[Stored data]
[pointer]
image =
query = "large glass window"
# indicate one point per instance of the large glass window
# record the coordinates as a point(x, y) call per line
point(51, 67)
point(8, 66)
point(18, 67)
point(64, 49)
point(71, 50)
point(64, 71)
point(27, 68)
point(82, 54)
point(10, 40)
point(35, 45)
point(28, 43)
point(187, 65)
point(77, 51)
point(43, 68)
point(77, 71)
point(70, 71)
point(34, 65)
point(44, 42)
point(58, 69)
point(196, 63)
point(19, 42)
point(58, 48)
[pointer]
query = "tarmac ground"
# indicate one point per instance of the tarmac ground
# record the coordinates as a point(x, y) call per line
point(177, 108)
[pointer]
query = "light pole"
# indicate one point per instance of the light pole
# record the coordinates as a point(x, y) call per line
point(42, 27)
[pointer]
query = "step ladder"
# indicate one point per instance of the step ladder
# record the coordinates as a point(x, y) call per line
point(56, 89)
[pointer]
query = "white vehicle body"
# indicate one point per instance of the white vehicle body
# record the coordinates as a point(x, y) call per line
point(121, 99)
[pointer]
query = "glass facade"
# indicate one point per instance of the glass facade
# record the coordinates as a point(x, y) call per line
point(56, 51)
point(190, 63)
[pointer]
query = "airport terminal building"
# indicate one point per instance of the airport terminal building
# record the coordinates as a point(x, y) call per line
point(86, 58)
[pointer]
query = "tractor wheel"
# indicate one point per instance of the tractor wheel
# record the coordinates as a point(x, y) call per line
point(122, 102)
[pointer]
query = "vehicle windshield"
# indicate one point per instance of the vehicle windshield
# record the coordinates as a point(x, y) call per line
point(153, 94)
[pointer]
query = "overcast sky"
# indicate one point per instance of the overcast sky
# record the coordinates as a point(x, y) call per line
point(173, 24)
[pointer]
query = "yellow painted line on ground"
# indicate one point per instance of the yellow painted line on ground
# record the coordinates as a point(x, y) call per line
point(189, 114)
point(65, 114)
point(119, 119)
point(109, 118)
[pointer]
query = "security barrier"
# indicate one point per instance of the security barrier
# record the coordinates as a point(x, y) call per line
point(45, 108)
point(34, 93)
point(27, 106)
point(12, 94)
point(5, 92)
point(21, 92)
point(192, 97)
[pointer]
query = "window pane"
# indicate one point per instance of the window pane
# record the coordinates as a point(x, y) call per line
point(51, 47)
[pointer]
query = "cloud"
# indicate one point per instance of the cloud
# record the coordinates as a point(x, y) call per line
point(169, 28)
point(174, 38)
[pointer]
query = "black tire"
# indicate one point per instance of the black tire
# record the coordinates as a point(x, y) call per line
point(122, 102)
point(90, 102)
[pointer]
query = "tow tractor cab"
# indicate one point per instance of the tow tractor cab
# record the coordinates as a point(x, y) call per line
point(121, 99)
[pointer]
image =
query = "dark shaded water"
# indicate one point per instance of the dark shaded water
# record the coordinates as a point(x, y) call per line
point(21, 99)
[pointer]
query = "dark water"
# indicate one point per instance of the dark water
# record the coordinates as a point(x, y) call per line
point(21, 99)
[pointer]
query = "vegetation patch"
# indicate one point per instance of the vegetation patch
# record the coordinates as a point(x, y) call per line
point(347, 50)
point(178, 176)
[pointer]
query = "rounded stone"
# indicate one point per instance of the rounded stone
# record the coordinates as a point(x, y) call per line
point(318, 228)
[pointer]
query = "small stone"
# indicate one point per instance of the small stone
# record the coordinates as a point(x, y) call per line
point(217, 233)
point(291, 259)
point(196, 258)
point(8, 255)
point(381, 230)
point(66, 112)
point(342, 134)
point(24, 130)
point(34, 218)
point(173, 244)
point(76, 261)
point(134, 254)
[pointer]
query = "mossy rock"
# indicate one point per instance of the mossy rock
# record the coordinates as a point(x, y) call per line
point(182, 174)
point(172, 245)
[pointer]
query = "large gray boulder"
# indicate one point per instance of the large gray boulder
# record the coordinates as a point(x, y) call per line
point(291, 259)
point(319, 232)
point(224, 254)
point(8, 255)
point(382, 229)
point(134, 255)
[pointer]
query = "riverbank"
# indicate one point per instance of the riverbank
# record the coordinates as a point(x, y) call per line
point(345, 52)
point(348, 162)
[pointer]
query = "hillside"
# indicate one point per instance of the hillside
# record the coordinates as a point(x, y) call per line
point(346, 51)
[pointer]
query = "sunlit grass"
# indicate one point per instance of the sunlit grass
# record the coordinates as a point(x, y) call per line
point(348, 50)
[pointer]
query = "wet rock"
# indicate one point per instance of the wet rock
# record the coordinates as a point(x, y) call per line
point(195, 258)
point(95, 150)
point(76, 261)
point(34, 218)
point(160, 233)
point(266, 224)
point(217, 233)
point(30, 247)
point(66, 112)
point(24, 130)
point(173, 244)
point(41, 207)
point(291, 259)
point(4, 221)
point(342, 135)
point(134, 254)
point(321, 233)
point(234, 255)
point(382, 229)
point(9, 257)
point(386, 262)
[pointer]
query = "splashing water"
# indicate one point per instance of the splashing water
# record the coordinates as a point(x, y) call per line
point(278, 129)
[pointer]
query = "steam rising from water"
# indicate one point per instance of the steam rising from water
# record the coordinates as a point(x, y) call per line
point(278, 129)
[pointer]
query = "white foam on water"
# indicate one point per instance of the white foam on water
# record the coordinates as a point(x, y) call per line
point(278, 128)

_What to do_
Retype the entries from their first line through the line containing "point(153, 94)", including both of those lines.

_Solution for this problem_
[pointer]
image =
query = "large glass window"
# indicate one point per instance of the large glass window
# record the coordinates as a point(x, y) call per line
point(51, 67)
point(8, 66)
point(18, 67)
point(64, 49)
point(71, 50)
point(64, 71)
point(27, 68)
point(82, 54)
point(10, 40)
point(35, 45)
point(28, 43)
point(187, 65)
point(77, 51)
point(43, 68)
point(77, 71)
point(70, 71)
point(34, 65)
point(44, 42)
point(58, 69)
point(196, 63)
point(19, 42)
point(58, 48)
[pointer]
query = "tarmac ground"
# indicate one point per instance of the tarmac ground
# record the coordinates as a point(x, y) call per line
point(177, 108)
[pointer]
query = "light pole"
# indicate one point per instance of the light pole
# record the coordinates as a point(x, y) call per line
point(42, 27)
[pointer]
query = "step ladder"
# indicate one point per instance of the step ladder
# record the coordinates as a point(x, y) call per line
point(56, 89)
[pointer]
query = "white vehicle body"
# indicate one point per instance of the white vehicle body
# record the coordinates as a point(x, y) call per line
point(121, 99)
[pointer]
query = "glass facade"
# indicate one point per instance of the glass facade
# record the coordinates as a point(x, y) call per line
point(56, 51)
point(190, 63)
[pointer]
query = "airport terminal building"
# indicate one point per instance of the airport terminal building
# record the coordinates as a point(x, y) call per line
point(86, 58)
[pointer]
query = "tractor wheel"
# indicate one point per instance of the tractor wheel
# record the coordinates as a point(x, y) call per line
point(122, 102)
[pointer]
query = "vehicle windshield"
# indicate one point per instance of the vehicle windshield
# record the coordinates as a point(x, y) call per line
point(153, 94)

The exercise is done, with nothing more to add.